# DOCUMENT EXCERPT
118 years, why are we running the world for so little?

  • Beyonce says "Girls, We Run the World".

  • Bridget Brennan says that women account for 80% of all purchase in the United States (5)

  • Woman is the vessel through which all life is born

  • More than 3/4 of of all teachers are women and this number increases even more in elementary and middle school levels (1)

  • 80% of all nurses are women (down 7% in 40 years.) (3)

  • 66% of all caregivers are women (4)

  • Without women, we as a society and culture do not exist and YET...

None of that is valued in our society, even today in 2015.

don't believe me?


Then why is it that last week a global report came out that stated it is still another 118 years until the gender pay gap closes globally? (6)

wait? what? 

Traditionally female roles like a teacher, earn less on average which is part of the problem.

The median salary for a teacher in the United States is around $40,000 and has remained relatively the same since the 1970's. (inflation-adjusted terms) (1)

YUP, that is 40 years with relatively no rise in salary!!

In comparison, women who work outside of teaching have seen salary growth around 25%. (1) However, this reinforces the idea that jobs traditionally held by women are not valued on the same level. I think it is even fair to say that we don't value "caregiving" in our culture, at least not in a way that allows people to be compensated for it. 

Or do we?  

On average male nurses make about $10,000 more annually than women. (3) When you look at the research you often hear one of the reasons being that women negotiate less than men. I believe the statistic. I talk to women all of the time but I struggle with it. First let me say that YES we should be negotiating. I'm not happy about it but let's face it, big corporations are concerned with their bottom line before their people. Harsh? Maybe but if it weren't true then negotiation wouldn't be necessary because they would pay people based on value and make the first offer the right offer. Alas, that is not the culture we live in so they make a lower offer in the hopes that we won't negotiate.

According to a survey on the site Monster.com, out of 500 women questioned only 16% say that they always negotiate compensation. (7) As I travel and speak around the country, the most frequent questions I get are around resume's and negotiation. Women know they should be doing it but they feel uncomfortable and don't necessarily now how to do it. (Interestingly enough, there is quite a bit of research out there that says the Millenial generation struggles with this across gender.)

# RECORD EXTRACTS
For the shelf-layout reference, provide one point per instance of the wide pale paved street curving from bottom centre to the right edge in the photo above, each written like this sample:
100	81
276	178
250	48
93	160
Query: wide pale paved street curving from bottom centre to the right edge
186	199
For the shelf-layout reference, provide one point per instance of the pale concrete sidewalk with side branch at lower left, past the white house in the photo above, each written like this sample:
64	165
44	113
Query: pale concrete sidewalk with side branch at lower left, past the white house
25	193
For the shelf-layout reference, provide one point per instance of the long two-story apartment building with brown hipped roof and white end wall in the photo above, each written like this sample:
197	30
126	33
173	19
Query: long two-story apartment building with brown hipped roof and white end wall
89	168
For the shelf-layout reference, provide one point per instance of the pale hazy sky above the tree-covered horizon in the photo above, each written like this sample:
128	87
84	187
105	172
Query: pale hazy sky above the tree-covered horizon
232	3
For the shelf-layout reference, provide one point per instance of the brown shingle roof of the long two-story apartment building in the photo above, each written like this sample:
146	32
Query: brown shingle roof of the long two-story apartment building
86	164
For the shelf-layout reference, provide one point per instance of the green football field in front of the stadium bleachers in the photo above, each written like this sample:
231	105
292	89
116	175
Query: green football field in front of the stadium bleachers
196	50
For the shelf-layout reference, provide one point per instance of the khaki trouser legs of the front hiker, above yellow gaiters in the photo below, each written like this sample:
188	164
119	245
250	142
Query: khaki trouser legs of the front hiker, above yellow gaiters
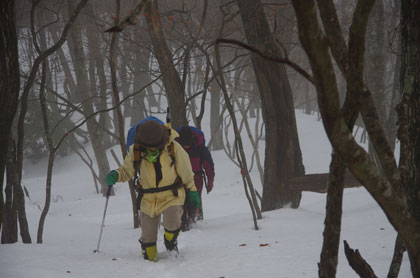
149	225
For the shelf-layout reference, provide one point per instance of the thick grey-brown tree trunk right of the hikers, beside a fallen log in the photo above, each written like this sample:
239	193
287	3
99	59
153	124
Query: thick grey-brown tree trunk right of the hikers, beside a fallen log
283	157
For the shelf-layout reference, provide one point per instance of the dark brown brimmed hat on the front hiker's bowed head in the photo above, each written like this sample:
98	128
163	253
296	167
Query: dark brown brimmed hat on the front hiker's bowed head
151	134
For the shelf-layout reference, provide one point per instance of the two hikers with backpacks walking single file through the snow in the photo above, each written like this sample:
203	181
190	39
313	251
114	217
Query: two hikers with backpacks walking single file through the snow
167	168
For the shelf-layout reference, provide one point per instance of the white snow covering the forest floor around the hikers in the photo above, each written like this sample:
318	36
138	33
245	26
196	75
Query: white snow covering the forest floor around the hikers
224	244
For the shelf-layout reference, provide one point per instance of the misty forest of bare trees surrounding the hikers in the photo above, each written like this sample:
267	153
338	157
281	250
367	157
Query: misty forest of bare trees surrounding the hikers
75	75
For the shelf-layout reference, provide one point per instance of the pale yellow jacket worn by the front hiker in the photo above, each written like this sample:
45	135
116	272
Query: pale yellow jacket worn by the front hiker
153	204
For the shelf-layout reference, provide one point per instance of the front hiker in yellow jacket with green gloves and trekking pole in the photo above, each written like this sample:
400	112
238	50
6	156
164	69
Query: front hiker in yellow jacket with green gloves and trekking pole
163	169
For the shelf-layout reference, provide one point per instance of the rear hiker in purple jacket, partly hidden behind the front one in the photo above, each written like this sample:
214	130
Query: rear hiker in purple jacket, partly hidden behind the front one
202	165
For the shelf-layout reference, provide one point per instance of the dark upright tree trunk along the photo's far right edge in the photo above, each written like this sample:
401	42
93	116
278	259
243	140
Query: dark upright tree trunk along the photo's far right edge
410	107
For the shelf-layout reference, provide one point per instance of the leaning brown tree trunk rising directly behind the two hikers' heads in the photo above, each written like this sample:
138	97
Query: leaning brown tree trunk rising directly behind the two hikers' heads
170	77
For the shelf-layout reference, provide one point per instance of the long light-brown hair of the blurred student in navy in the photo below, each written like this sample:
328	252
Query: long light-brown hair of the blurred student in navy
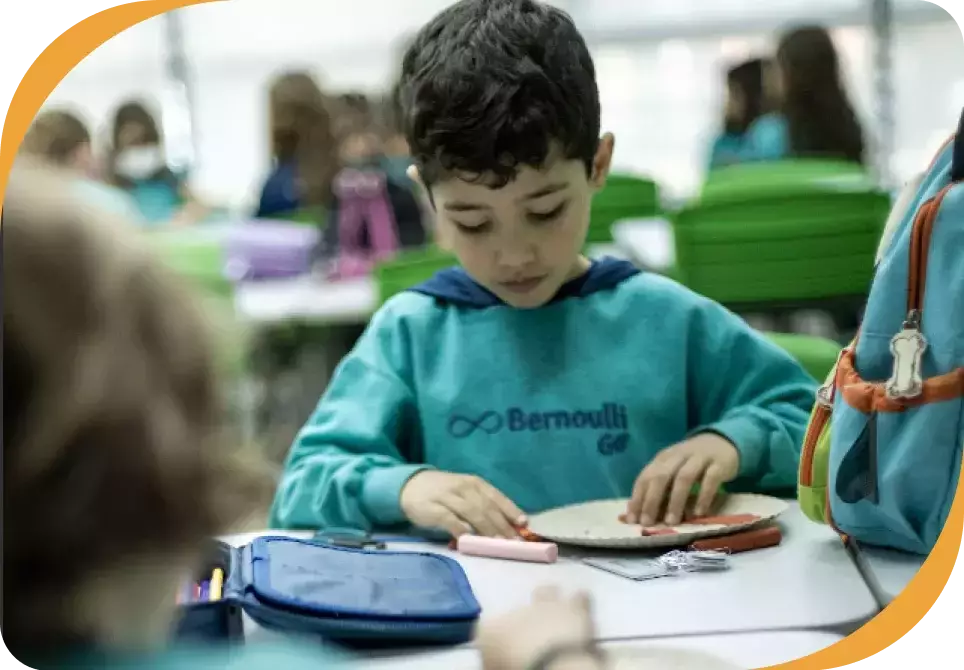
302	133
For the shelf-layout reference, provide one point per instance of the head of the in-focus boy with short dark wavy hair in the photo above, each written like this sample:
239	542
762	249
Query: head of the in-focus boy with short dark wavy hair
502	116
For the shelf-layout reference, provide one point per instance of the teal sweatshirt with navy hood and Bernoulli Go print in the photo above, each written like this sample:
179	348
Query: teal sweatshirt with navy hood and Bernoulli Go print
555	405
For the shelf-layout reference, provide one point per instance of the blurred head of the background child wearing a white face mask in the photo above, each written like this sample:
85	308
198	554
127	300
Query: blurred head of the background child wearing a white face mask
137	153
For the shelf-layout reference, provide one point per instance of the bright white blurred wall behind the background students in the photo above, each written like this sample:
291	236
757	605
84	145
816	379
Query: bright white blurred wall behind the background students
661	94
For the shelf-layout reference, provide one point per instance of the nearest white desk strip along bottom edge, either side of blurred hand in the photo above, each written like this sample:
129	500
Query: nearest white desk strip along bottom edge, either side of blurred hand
744	650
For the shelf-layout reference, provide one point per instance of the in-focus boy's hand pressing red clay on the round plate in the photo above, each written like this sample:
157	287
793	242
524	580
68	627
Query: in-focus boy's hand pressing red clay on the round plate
665	484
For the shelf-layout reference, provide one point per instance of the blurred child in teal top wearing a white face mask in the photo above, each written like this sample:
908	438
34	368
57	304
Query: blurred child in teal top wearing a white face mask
137	164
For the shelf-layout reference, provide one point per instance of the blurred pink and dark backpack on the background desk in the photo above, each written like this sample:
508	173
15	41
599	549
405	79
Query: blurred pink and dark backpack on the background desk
371	219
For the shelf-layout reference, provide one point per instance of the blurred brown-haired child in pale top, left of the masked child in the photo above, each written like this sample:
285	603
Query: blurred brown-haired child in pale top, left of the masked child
61	139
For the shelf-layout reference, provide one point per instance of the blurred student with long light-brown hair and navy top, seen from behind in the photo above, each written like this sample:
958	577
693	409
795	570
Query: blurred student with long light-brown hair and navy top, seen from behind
303	148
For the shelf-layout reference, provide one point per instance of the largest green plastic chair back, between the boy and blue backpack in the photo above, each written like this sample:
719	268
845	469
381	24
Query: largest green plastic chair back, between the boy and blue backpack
793	234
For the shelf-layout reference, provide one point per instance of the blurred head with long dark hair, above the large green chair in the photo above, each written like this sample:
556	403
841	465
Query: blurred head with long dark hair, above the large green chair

# WHAT TO WORK ON
1 > In the gender pay gap post, why does the writer say women need to negotiate? Answer in one to three sentences.
2 > Transcribe the gender pay gap post word for word, beginning at "wait? what?" and stopping after "(inflation-adjusted terms) (1)".

# ANSWERS FOR THE EXERCISE
1 > Big corporations care about their bottom line before their people. They don't make the first offer the right one. Instead, they offer less in the hope that the candidate won't negotiate.

2 >
wait? what? 

Traditionally female roles like a teacher, earn less on average which is part of the problem.

The median salary for a teacher in the United States is around $40,000 and has remained relatively the same since the 1970's. (inflation-adjusted terms) (1)